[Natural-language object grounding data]
■ ■ ■ ■

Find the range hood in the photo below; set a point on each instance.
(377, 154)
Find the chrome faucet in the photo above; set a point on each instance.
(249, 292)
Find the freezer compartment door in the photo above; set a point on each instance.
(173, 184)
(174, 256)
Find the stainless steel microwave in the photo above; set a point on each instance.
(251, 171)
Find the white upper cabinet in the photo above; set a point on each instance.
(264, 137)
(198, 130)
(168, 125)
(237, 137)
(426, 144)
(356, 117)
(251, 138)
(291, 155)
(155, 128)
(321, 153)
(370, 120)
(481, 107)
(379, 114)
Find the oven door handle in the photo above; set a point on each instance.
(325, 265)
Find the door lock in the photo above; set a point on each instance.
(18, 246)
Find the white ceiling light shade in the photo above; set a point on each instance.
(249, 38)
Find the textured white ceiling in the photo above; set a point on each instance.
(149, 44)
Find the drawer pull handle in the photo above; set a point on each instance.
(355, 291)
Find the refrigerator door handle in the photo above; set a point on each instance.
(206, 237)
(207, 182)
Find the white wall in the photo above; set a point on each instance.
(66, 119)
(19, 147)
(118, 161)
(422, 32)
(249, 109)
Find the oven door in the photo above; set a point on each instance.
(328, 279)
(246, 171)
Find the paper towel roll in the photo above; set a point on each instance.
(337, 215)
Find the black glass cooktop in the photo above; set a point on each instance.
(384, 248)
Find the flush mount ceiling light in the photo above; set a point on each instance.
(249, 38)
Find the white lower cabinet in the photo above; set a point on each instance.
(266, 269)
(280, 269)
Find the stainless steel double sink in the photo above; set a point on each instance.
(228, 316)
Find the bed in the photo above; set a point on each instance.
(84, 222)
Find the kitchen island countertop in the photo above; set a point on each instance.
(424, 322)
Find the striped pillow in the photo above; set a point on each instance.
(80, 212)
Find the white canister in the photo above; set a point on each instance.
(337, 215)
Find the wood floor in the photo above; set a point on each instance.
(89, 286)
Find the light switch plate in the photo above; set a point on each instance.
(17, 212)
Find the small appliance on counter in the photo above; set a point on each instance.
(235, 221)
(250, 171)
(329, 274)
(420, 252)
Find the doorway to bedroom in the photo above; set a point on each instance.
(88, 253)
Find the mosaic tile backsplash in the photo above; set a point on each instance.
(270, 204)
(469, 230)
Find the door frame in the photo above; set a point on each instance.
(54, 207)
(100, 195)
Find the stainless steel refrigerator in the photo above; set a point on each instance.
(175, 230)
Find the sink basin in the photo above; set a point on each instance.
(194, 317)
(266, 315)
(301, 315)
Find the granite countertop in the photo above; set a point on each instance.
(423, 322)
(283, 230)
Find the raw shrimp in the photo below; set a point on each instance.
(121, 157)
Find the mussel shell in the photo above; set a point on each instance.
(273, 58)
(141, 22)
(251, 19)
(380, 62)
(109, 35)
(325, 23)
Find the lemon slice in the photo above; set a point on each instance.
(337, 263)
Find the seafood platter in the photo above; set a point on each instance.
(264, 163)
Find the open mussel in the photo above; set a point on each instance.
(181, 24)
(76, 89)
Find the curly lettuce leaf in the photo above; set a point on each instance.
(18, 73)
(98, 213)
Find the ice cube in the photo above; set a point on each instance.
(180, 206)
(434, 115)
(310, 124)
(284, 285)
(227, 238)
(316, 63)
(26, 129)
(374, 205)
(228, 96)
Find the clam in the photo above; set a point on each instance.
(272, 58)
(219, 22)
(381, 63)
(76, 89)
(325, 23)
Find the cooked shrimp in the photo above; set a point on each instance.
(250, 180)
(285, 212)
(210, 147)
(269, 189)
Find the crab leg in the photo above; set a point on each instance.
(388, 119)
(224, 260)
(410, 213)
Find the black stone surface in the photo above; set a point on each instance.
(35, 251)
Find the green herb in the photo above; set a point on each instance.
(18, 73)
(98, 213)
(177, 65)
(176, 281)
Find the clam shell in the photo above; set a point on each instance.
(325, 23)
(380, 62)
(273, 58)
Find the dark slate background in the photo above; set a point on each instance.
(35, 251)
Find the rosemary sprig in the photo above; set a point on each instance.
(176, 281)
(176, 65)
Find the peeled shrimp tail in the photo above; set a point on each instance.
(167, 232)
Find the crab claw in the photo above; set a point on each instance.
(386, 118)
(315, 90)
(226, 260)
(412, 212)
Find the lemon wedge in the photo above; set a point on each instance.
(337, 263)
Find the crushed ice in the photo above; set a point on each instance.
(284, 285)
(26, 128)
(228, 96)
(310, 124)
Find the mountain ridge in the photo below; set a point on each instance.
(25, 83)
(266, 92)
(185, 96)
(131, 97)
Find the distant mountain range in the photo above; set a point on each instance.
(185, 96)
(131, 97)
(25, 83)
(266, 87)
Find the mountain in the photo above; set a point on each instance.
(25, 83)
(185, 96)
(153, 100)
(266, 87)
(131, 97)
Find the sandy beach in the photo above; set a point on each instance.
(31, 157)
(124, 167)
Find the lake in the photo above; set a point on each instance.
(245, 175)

■ ■ ■ ■

WORK REQUIRED:
Give every entry back exactly as it was written above.

ANSWER FOR THE TASK:
Find the range hood in the photo below; set a point on each instance.
(377, 154)
Find the chrome faucet in the photo above; set a point on each instance.
(249, 292)
Find the freezer compartment door in the photo above; set a point on each instance.
(173, 184)
(174, 256)
Find the stainless steel microwave in the photo above; set a point on each instance.
(251, 171)
Find the white upper cabinet in the photo above; set a point on each instance.
(264, 137)
(198, 130)
(168, 125)
(237, 137)
(426, 144)
(356, 117)
(251, 138)
(291, 155)
(155, 128)
(321, 153)
(370, 120)
(481, 107)
(379, 114)
Find the oven door handle in the photo above; set a point on each instance.
(325, 265)
Find the door lock in the photo above; set a point on each instance.
(18, 246)
Find the white ceiling light shade in the photo above; set a point on each instance.
(249, 38)
Find the textured white ceiling in the photo above; set a point on each instance.
(149, 44)
Find the drawer pull handle in the photo above; set a point on each instance.
(355, 291)
Find the refrigerator door handle in the photo above; set a point on each instance.
(206, 237)
(207, 182)
Find the white wall in the photo above; set a point on each instance.
(66, 119)
(19, 147)
(118, 161)
(422, 32)
(249, 109)
Find the oven door in the photo above; set a point on each instance.
(328, 279)
(246, 171)
Find the paper towel roll in the photo above; set a point on each instance.
(337, 215)
Find the black glass cooktop in the photo above; set a point on each instance.
(384, 248)
Find the flush mount ceiling light in the photo above; set a point on each instance.
(249, 38)
Find the white lower cabinet in the photo above; set a point on each instance.
(266, 269)
(280, 269)
Find the stainless steel double sink in the photo above; set a point on each instance.
(228, 316)
Find the bed in the photo above; set a point on each instance.
(84, 222)
Find the kitchen island countertop in the photo above; set a point on each instance.
(424, 322)
Find the striped pillow in the photo above; set a point on each instance.
(80, 212)
Find the white canister in the photo above; set a point on each instance.
(337, 215)
Find the wood floor in the photo above; set a point on each instance.
(89, 286)
Find the light switch plate in the photo above; set a point on each instance.
(17, 212)
Find the small appliance on counter in the photo above; set a point on each instance.
(235, 221)
(250, 171)
(329, 274)
(420, 252)
Find the doorway to bedroom in the photo above; set a point on each instance.
(88, 253)
Find the mosaic tile backsplash in the photo above; set a point on each instance.
(270, 204)
(469, 230)
Find the door frame in the photo above; set a point on each instance.
(54, 207)
(100, 195)
Find the stainless steel refrigerator in the photo above; set a point on each instance.
(175, 230)
Find the sink basin in the photo above; set a point on each instance.
(194, 317)
(266, 315)
(301, 315)
Find the granite countertop in the photo above; set a point on each instance.
(423, 322)
(283, 230)
Find the raw shrimp in the photo below; set a point on each instance.
(121, 157)
Find the mussel shell in the photo above; set a point on each instance.
(273, 58)
(141, 22)
(251, 19)
(380, 62)
(109, 35)
(325, 23)
Find the lemon slice in the photo above; set a point on each instance.
(337, 263)
Find the seafood platter in the photo above; set a point on each instance.
(264, 163)
Find the open mussel in the photo above; set a point on each instance.
(181, 24)
(76, 89)
Find the curly lettuce leaf in the photo above; set a point on each instance.
(18, 73)
(98, 213)
Find the ice cube in the photo above; set a point on each instance.
(180, 206)
(434, 115)
(310, 124)
(284, 285)
(227, 238)
(316, 63)
(26, 129)
(374, 205)
(228, 96)
Find the clam in the photo above; set a point on each instance.
(272, 58)
(219, 22)
(381, 63)
(76, 89)
(325, 23)
Find the cooked shrimp in the photo above; set a point on each instance.
(250, 180)
(285, 212)
(210, 147)
(269, 189)
Find the crab leg in the photo above; set a point on each instance.
(388, 119)
(224, 260)
(410, 213)
Find the black stone surface in the photo above; set a point on each instance.
(35, 251)
Find the green herb in the photo above; set a point on each instance.
(18, 73)
(98, 213)
(177, 65)
(176, 281)
Find the clam shell in the photo above; set a point on each instance.
(325, 23)
(380, 62)
(273, 58)
Find the dark slate background in the photo above; set a point on each instance.
(35, 251)
Find the rosemary sprig in the photo above; set a point on each instance.
(176, 281)
(176, 65)
Find the peeled shrimp tail in the photo above; set a point on each instance.
(167, 232)
Find the crab claw in the photo above; set a point on each instance.
(386, 118)
(315, 90)
(226, 260)
(412, 212)
Find the lemon wedge in the photo above; set a point on each instance.
(337, 263)
Find the crushed ice in the photo above; set a point on each instance.
(284, 285)
(26, 128)
(228, 96)
(310, 124)
Find the mountain ridge in the photo below; set a point on each instance.
(25, 83)
(266, 92)
(185, 96)
(131, 97)
Find the distant mountain range in the photo above; set a point on each instance.
(185, 96)
(131, 97)
(25, 83)
(266, 87)
Find the mountain in the photo above; set a point on each instance.
(25, 83)
(185, 96)
(153, 100)
(266, 87)
(131, 97)
Find the sandy beach in the photo above; set a point on each instance.
(31, 157)
(124, 167)
Find the lake in the photo above; set a point on each instance.
(245, 175)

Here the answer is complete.